[Region pointing data]

◇ ◇ ◇

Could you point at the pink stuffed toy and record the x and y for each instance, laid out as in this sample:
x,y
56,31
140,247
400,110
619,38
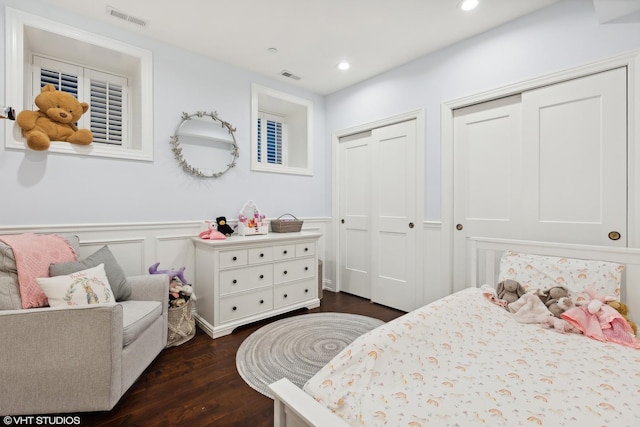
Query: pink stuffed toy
x,y
598,320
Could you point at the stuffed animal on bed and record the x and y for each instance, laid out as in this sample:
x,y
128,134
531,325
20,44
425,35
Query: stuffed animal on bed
x,y
54,120
509,290
624,311
556,299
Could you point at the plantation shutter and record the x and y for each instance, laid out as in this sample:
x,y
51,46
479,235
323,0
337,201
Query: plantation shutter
x,y
106,111
271,138
105,93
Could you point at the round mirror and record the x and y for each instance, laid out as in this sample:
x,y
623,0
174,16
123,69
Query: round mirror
x,y
208,142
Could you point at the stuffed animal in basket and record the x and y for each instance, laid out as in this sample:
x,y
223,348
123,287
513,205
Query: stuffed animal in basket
x,y
54,120
171,273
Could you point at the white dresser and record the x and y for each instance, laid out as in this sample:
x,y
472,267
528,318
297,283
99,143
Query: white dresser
x,y
247,278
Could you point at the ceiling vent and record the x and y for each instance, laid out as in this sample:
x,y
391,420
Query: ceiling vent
x,y
125,17
290,75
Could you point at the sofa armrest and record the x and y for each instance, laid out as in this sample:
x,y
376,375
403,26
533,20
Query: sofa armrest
x,y
60,359
152,287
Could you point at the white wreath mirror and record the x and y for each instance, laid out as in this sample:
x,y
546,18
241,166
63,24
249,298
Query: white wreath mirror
x,y
205,145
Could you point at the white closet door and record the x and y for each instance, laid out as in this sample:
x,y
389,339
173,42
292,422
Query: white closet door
x,y
575,160
378,230
394,208
487,169
547,165
355,214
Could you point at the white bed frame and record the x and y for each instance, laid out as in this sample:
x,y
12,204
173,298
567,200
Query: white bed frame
x,y
294,408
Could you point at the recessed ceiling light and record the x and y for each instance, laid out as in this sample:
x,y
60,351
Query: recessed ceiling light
x,y
468,4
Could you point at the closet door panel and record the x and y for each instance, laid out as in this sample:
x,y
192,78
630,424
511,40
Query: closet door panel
x,y
355,207
394,236
574,175
487,177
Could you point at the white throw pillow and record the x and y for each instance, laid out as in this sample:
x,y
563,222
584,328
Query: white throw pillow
x,y
84,287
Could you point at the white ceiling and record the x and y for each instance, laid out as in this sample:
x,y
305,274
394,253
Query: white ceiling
x,y
311,36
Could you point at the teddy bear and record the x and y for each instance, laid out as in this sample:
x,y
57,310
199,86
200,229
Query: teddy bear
x,y
54,120
556,299
509,290
624,311
223,227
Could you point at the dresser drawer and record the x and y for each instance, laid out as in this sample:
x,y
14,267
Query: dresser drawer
x,y
294,293
232,308
294,270
233,258
281,252
305,249
257,255
242,279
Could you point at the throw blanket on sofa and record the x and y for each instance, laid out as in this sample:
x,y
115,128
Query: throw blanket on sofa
x,y
33,254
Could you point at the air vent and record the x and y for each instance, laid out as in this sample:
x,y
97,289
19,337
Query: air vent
x,y
125,17
290,75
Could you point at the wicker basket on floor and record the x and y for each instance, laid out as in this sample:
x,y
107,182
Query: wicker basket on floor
x,y
286,225
182,325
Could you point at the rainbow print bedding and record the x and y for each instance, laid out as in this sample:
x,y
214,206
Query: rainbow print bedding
x,y
465,361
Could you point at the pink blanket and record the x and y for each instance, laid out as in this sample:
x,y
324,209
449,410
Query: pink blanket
x,y
34,253
604,325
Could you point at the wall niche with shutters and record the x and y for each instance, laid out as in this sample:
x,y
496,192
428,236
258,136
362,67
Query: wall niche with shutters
x,y
281,132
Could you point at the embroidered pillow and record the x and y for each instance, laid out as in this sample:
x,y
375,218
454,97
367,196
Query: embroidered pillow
x,y
115,274
84,287
543,272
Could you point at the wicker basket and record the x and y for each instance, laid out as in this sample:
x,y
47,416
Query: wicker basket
x,y
286,225
182,325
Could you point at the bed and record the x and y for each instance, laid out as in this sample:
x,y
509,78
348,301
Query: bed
x,y
463,360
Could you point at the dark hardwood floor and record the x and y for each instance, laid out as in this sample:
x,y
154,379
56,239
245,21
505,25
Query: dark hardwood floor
x,y
197,384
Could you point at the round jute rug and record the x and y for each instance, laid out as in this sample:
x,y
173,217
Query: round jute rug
x,y
297,347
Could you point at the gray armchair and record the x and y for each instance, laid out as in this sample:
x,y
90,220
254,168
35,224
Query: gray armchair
x,y
79,359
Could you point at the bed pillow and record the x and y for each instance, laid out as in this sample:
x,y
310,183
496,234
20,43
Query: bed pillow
x,y
85,287
115,274
543,272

◇ ◇ ◇

Retype each record exactly as it stands, but do not include the pictures.

Could you point at the pink stuffed toy and record the x and y for each instance, laid out as in this sample:
x,y
56,31
140,247
400,110
619,38
Query: pink stuffed toy
x,y
598,320
Could you point at the stuffed animal on bed and record the x and y for each instance, laid out as in this sample:
x,y
128,134
531,325
20,44
425,35
Query: stuffed animal on bed
x,y
54,120
509,290
624,311
556,299
Could you point at the plantation shutter and record the x and y for each instance, laid out as in this sample:
x,y
51,46
479,235
323,0
337,201
Query: plantation shutter
x,y
106,111
271,138
105,93
Could you point at the round mirror and record the x and y for each instance, laid out as in this sample:
x,y
623,0
174,16
123,69
Query: round mirror
x,y
208,142
Could you point at the stuffed animal in basket and record the x and y for each instance, laid out as in this sample:
x,y
223,348
123,287
513,205
Query: stuffed animal in basket
x,y
54,120
171,273
Could you point at the white dresser and record the x and y for each instance, laid out as in this sample:
x,y
472,267
528,318
297,283
99,143
Query: white dresser
x,y
247,278
Could you point at the ceiling vent and record the x and y for each instance, laid out as in this sample:
x,y
391,420
Query: ceiling vent
x,y
125,17
290,75
Could you point at the sofa armrest and record the x and y for each instance, laid out as in this sample:
x,y
376,375
403,26
533,20
Query: sofa armrest
x,y
60,359
152,287
Could you point at the white wreath mirror and record the x and y for each instance, laid out as in this sample:
x,y
546,18
241,166
63,24
249,298
Query: white wreath mirror
x,y
205,145
Could you point at the white closet door and record the x and y for each instance, laid out as in this sample:
x,y
389,339
173,42
292,422
Query: white closet door
x,y
575,160
378,230
394,208
487,169
547,165
355,214
Could you point at the white bed frame and record the x and y for each instance, laid out as in this sample:
x,y
12,204
173,298
567,200
Query: white bed frame
x,y
294,408
Could you point at the recessed ceiling light and record the x and y for each instance, laid out as in this sample:
x,y
60,351
Query: recessed ceiling light
x,y
468,4
Could you point at the closet door panel and record the x and y for each instance, laid out as in this sample:
x,y
192,78
630,424
511,40
Query: closet door panel
x,y
355,207
394,236
574,175
487,177
Could you point at the white throw pillow and record the x and y for each instance, laid out as in this sample:
x,y
563,222
584,328
Query: white throw pillow
x,y
84,287
Could you point at the white ceiling and record the x and y for each instance, laid out as in this sample:
x,y
305,274
394,253
Query: white ceiling
x,y
311,36
Could you point at the teddy bear and record the x and y for each instance, laid out as in this sample:
x,y
57,310
199,86
200,229
Query: teddy bear
x,y
54,120
556,299
509,290
624,311
223,227
Could you point at the dresser drawer and record the x and y for each instance, laid out as in this sample:
x,y
14,267
Query: dresser drawer
x,y
294,293
232,308
294,270
233,258
281,252
305,249
257,255
242,279
Could you point at the throw blanket on sofa and record the x and y for each instance, laid out as in this sample:
x,y
115,128
Query: throw blanket on sofa
x,y
33,254
Could you point at the air vent and record the x and y for each instance, laid out as in this sample:
x,y
97,289
19,337
Query: air vent
x,y
125,17
290,75
Could you point at the wicker basket on floor and record the x and y for each instance, laid out as in this sample:
x,y
107,182
Query: wicker basket on floor
x,y
286,225
182,325
Could you point at the rainbow print bedding and record the x and y for each instance, laid out as in this sample:
x,y
214,206
Query: rainbow print bedding
x,y
465,361
Could you point at the pink blanket and record the x and y for each instance, laid out as in this sample:
x,y
324,209
449,410
Query: pink blanket
x,y
34,253
604,325
Could you point at the wall niche with shutters and record the x and y for each instance, laid out as in this sample:
x,y
496,192
428,236
258,136
362,67
Query: wall niche with shutters
x,y
281,132
Could you point at the embroidered pillow and record the x and y for each instance, laid out as in this sample:
x,y
375,218
454,97
367,196
Query: embroidered pillow
x,y
115,274
84,287
543,272
Could you point at the wicker basket and record the x and y for each instance, laid out as in this sample:
x,y
47,416
Query: wicker basket
x,y
286,225
182,325
Could you point at the bed and record the x and y for each instance, laid out as in this sample:
x,y
509,78
348,301
Query: bed
x,y
463,360
Could you point at the dark hardwood floor and record the x and y for each instance, laid out as in this sample:
x,y
154,379
56,239
245,21
505,25
Query: dark hardwood floor
x,y
197,384
Could you point at the round jute rug and record the x and y for each instance, laid out as in this sample:
x,y
173,217
Query: round jute rug
x,y
297,347
Could you point at the gray armchair and record the x and y for each instance, laid out as in this sample:
x,y
90,220
254,168
35,224
Query: gray armchair
x,y
79,359
Could you point at the bed pillow and record the x and y for each instance, laid out as in this sample:
x,y
310,183
496,234
20,43
Query: bed pillow
x,y
85,287
115,274
543,272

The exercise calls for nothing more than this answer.